Exercise directions>
Recast part of the listing as a Markdown table with the columns Row and Line, putting one line in each row and skipping blank lines. Begin at the line that contains "Task: set a point on the rear wiper" and stop after the final line of the listing.

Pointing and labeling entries
#####

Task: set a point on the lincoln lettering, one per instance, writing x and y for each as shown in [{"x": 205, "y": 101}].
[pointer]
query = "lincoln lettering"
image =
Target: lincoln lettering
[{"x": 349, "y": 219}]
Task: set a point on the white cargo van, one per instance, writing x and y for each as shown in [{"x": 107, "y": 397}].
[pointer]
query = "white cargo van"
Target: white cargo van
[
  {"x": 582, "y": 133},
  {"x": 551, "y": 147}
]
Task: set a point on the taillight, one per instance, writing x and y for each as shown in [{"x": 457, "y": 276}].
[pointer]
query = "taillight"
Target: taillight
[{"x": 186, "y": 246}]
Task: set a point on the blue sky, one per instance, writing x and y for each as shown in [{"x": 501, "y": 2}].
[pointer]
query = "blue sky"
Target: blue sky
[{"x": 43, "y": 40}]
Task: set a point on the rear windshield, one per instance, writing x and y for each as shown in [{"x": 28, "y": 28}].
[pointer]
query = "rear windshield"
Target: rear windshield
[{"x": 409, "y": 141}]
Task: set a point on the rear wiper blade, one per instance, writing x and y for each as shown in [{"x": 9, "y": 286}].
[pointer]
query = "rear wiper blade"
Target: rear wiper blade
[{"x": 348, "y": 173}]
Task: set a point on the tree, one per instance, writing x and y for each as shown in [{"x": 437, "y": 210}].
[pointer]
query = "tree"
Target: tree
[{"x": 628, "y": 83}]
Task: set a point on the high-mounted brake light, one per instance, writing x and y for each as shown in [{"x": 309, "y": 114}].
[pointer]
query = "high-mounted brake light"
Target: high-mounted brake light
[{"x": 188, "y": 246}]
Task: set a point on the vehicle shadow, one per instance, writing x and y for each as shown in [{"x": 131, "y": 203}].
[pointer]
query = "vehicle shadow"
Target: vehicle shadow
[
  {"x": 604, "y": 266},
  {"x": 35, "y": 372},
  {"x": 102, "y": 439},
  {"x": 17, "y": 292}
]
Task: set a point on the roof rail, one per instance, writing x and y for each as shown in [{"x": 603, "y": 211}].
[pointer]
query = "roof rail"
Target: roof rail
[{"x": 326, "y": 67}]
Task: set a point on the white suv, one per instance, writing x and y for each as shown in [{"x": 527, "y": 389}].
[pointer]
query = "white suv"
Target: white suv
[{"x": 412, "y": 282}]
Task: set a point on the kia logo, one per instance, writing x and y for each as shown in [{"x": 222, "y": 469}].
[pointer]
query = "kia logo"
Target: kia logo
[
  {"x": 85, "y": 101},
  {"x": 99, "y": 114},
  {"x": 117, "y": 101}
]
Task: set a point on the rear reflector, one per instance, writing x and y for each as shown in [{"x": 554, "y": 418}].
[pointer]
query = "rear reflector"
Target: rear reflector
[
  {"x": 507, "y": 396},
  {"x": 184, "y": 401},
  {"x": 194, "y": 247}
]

#####

Task output>
| Row | Line |
|---|---|
| 1 | Task: set a point on the rear wiper blade, one per instance, writing x and y for each as shown in [{"x": 9, "y": 286}]. |
| 2 | [pointer] |
| 3 | query = "rear wiper blade" |
| 4 | Target: rear wiper blade |
| 5 | [{"x": 348, "y": 173}] |
| 6 | Task: set a point on the tree, one per instance, writing x and y for each as shown in [{"x": 437, "y": 210}]. |
| 7 | [pointer] |
| 8 | query = "tree" |
| 9 | Target: tree |
| 10 | [{"x": 628, "y": 83}] |
| 11 | Task: set a point on the high-mounted brake light, one per instance, writing x and y for each as shown in [{"x": 309, "y": 114}]. |
| 12 | [pointer] |
| 13 | query = "high-mounted brake light" |
| 14 | Target: high-mounted brake light |
| 15 | [{"x": 188, "y": 246}] |
| 16 | Task: set a point on the vehicle shadow, one per instance, writing x and y for each as shown in [{"x": 131, "y": 203}]. |
| 17 | [pointer] |
| 18 | query = "vehicle shadow" |
| 19 | Target: vehicle shadow |
| 20 | [ |
| 21 |   {"x": 604, "y": 266}, |
| 22 |   {"x": 35, "y": 372}, |
| 23 |   {"x": 102, "y": 439}, |
| 24 |   {"x": 17, "y": 292} |
| 25 | ] |
| 26 | Task: set a point on the roof rail, one per instance, writing x and y for each as shown in [{"x": 603, "y": 211}]. |
| 27 | [pointer] |
| 28 | query = "roof rail" |
| 29 | Target: roof rail |
| 30 | [{"x": 326, "y": 67}] |
| 31 | Task: set a point on the white suv, one per instance, writing x and y for each as shown in [{"x": 527, "y": 389}]. |
| 32 | [pointer] |
| 33 | query = "white suv" |
| 34 | Target: white suv |
| 35 | [{"x": 412, "y": 282}] |
| 36 | Task: set a point on the kia logo, one per instance, writing x and y for each as shown in [{"x": 222, "y": 469}]. |
| 37 | [pointer] |
| 38 | query = "kia logo" |
| 39 | Target: kia logo |
| 40 | [ |
| 41 |   {"x": 85, "y": 101}, |
| 42 |   {"x": 99, "y": 114}, |
| 43 |   {"x": 117, "y": 101} |
| 44 | ] |
| 45 | Task: set a point on the rear reflector, one per instance, writing x and y for each as shown in [{"x": 554, "y": 418}]. |
| 46 | [pointer] |
| 47 | query = "rear reflector" |
| 48 | Target: rear reflector |
| 49 | [ |
| 50 |   {"x": 507, "y": 396}, |
| 51 |   {"x": 184, "y": 401}, |
| 52 |   {"x": 194, "y": 247} |
| 53 | ] |